Please turn the lines of all the items below into a numbered list, leaving out blank lines and the pictures.

--

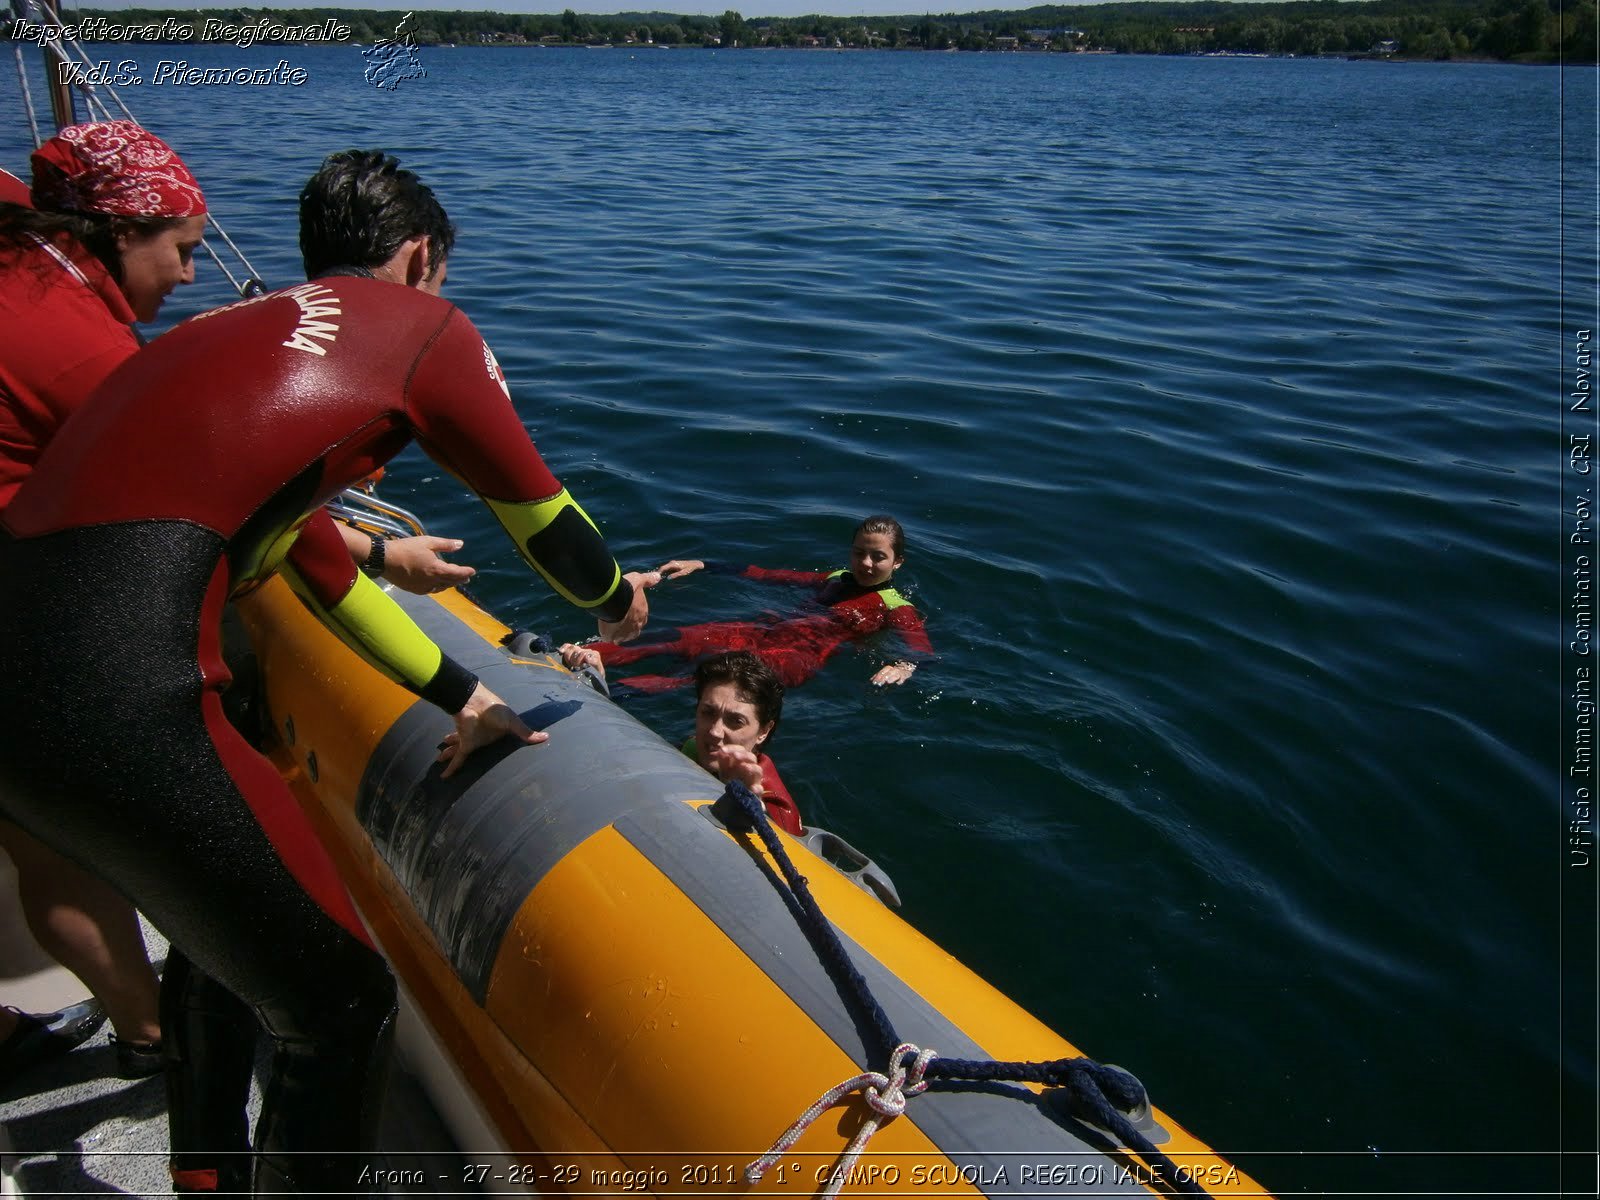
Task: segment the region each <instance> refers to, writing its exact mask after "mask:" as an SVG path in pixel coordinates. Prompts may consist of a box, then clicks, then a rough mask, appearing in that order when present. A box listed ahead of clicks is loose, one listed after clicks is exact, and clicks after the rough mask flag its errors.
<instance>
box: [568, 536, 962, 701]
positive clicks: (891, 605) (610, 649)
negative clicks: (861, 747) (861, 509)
mask: <svg viewBox="0 0 1600 1200" xmlns="http://www.w3.org/2000/svg"><path fill="white" fill-rule="evenodd" d="M904 563H906V531H904V530H902V528H901V523H899V522H898V520H894V518H893V517H883V515H877V517H867V518H866V520H864V522H861V525H858V526H856V534H854V539H853V541H851V547H850V566H848V568H845V570H838V571H782V570H771V568H766V566H738V565H733V563H707V562H702V560H699V558H674V560H672V562H669V563H662V565H661V568H659V578H661V579H682V578H683V576H686V574H693V573H694V571H701V570H707V571H714V573H718V574H738V576H742V578H746V579H755V581H758V582H763V584H786V586H790V587H806V589H810V590H811V602H813V603H811V606H813V610H814V611H811V613H808V614H805V616H795V618H787V619H771V621H765V622H760V621H714V622H710V624H704V626H680V627H678V629H667V630H662V632H661V634H658V635H653V637H646V638H642V640H640V642H637V643H634V645H630V646H619V645H613V643H606V642H595V643H590V648H592V650H595V651H598V653H600V656H602V659H605V662H606V664H610V666H622V664H629V662H638V661H640V659H646V658H654V656H658V654H667V656H675V658H686V659H696V658H701V656H704V654H710V653H715V651H720V650H749V651H752V653H754V654H755V656H757V658H760V659H762V662H765V664H766V666H770V667H771V669H773V670H776V672H778V678H781V680H782V683H784V686H786V688H794V686H798V685H800V683H805V682H806V680H808V678H811V677H813V675H814V674H816V672H819V670H821V669H822V664H824V662H827V659H829V658H832V656H834V653H835V651H837V650H838V648H840V646H843V645H845V643H846V642H856V640H861V638H864V637H869V635H872V634H877V632H880V630H885V629H893V630H894V632H898V634H899V635H901V638H902V640H904V643H906V646H907V650H910V651H912V653H915V654H931V653H933V646H931V645H930V643H928V630H926V627H925V626H923V624H922V616H920V614H918V613H917V610H915V608H912V605H910V602H909V600H907V598H906V597H902V595H901V594H899V592H898V590H896V589H894V571H898V570H899V568H901V566H904ZM915 670H917V664H915V662H912V661H910V659H896V661H894V662H890V664H888V666H885V667H880V669H878V670H877V672H875V674H874V675H872V683H874V685H877V686H885V685H890V683H904V682H906V680H909V678H910V677H912V672H915ZM691 682H693V677H691V675H630V677H627V678H619V680H614V683H616V685H619V686H629V688H634V690H635V691H666V690H669V688H680V686H685V685H688V683H691Z"/></svg>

--

• _Solved problem_:
1. Task: segment the region each <instance> refers to, writing its exact mask after "mask:" as an SVG path in pixel coordinates. Prompts may consist of a box, then clicks, then a rough mask, appearing in that order when present. A box listed ahead of clicks is loose, one listed after clicks is exact, and clicks after the rough mask flag its errors.
2. <instance>
3. box: [568, 536, 962, 701]
4. positive clicks: (891, 605) (610, 649)
5. negative clicks: (861, 747) (861, 509)
6. mask: <svg viewBox="0 0 1600 1200" xmlns="http://www.w3.org/2000/svg"><path fill="white" fill-rule="evenodd" d="M904 563H906V531H904V530H902V528H901V523H899V522H898V520H894V518H893V517H883V515H877V517H867V518H866V520H864V522H861V525H858V526H856V534H854V539H853V541H851V547H850V566H848V568H845V570H838V571H782V570H771V568H766V566H738V565H733V563H707V562H702V560H699V558H674V560H672V562H669V563H662V565H661V568H659V578H661V579H682V578H683V576H686V574H693V573H694V571H701V570H707V571H714V573H718V574H738V576H742V578H746V579H755V581H758V582H763V584H786V586H790V587H806V589H810V590H811V602H813V603H811V606H813V610H814V611H811V613H808V614H805V616H795V618H787V619H771V621H765V622H760V621H714V622H710V624H704V626H680V627H678V629H667V630H662V632H661V634H658V635H653V637H646V638H642V640H640V642H637V643H634V645H630V646H619V645H613V643H606V642H595V643H590V648H592V650H595V651H598V653H600V656H602V659H605V662H606V664H610V666H622V664H629V662H638V661H640V659H646V658H654V656H658V654H667V656H675V658H686V659H696V658H701V656H704V654H710V653H715V651H720V650H749V651H752V653H754V654H755V656H757V658H760V659H762V662H765V664H766V666H770V667H771V669H773V670H776V672H778V678H781V680H782V683H784V686H786V688H794V686H798V685H800V683H805V682H806V680H808V678H811V677H813V675H814V674H816V672H819V670H821V669H822V664H824V662H827V659H829V658H832V656H834V653H835V651H837V650H838V648H840V646H843V645H845V643H846V642H856V640H861V638H864V637H869V635H872V634H877V632H880V630H885V629H893V630H894V632H898V634H899V635H901V638H902V640H904V643H906V646H907V650H910V651H912V653H915V654H931V653H933V646H931V645H930V643H928V630H926V627H925V626H923V624H922V616H920V614H918V613H917V610H915V608H912V605H910V602H909V600H907V598H906V597H902V595H901V594H899V592H898V590H896V589H894V571H898V570H899V568H901V566H904ZM915 670H917V664H915V662H912V661H910V659H896V661H894V662H890V664H888V666H885V667H880V669H878V670H877V672H875V674H874V675H872V683H874V685H877V686H885V685H890V683H904V682H906V680H909V678H910V677H912V672H915ZM691 682H693V677H691V675H630V677H627V678H619V680H614V683H616V685H619V686H629V688H634V690H635V691H666V690H669V688H680V686H685V685H688V683H691Z"/></svg>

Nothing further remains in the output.